> _Source document_
[Start of Attachment]
The life and career of the orator Demosthenes: Plutarch, Life of Demosthenes. Evidence for the orator’s family and early experience as a trierarch is presented in the entry for Demosthenes in John K. Davies, Athenian Propertied Families, 600-300 B.C. Aeschines and other contemporaries questioned the practical value of Demosthenes’ opposition to Philip. The same negative view was expressed in the second century B.C. by Polybius, followed by a host of historical writers down to the present day. This book, taking Demosthenes’ consistent championship of the navy as a starting point, attempts to offer a more positive view of his personality, politics, and patriotism.
Passages quoted from Demosthenes’ orations to the Assembly: On the Navy Boards, 1 and 29, adapted from the translation of J. H. Vince; First Philippic, 15, 16, 29, 40, and 50, translation by R. D. Milns; Third Philippic, 51 and 69. Demosthenes reflects on Philip’s advantages over a democratic leader such as himself, “First, he had absolute rule over his followers . . .”: On the Crown, 235-36, translation by John Keaney.
Chapter 20. In the Shadow of Macedon [339-324 B.C.]
Epigraph, page 294: Isocrates, Panegyricus 21, adapted from the translation by George Norlin, Loeb Classical Library, 1928.
“If the lightning that struck us”: Demosthenes, On the Crown, 194, adapted from translation by John Keaney. Historical narrative of Macedonian victories, the recognition by the Greeks of first Philip and then Alexander as their supreme war leaders, and Alexander’s campaigns in Asia: Diodorus Siculus, books 16 and 17; Plutarch, Life of Demosthenes and Life of Alexander; and narratives of Alexander’s expedition by Arrian, Quintus Curtius Rufus, and Justin (epitomizing the history of Pompeius Trogus). For a comprehensive history of Alexander’s career see A. B. Bosworth, Conquest and Empire: The Reign of Alexander the Great.
New ships added to the Athenian navy, quadriremes and quinqueremes: John Morrison, “Hellenistic Oared Warships 399-31 B.C.,” in The Age of the Galley: Mediterranean Oared Vessels Since Pre-Classical Times. Philo’s Arsenal: Elvind Lorenzen, The Arsenal at Piraeus.
[End of Attachment]
> _What you should do_
Name every translator credited in the source notes above, listing each person only once.

> _Given data_
[Start of Attachment]
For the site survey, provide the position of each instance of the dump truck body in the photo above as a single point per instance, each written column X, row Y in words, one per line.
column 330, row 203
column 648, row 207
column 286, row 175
[End of Attachment]
> _Result of the task_
J. H. Vince, R. D. Milns, John Keaney, George Norlin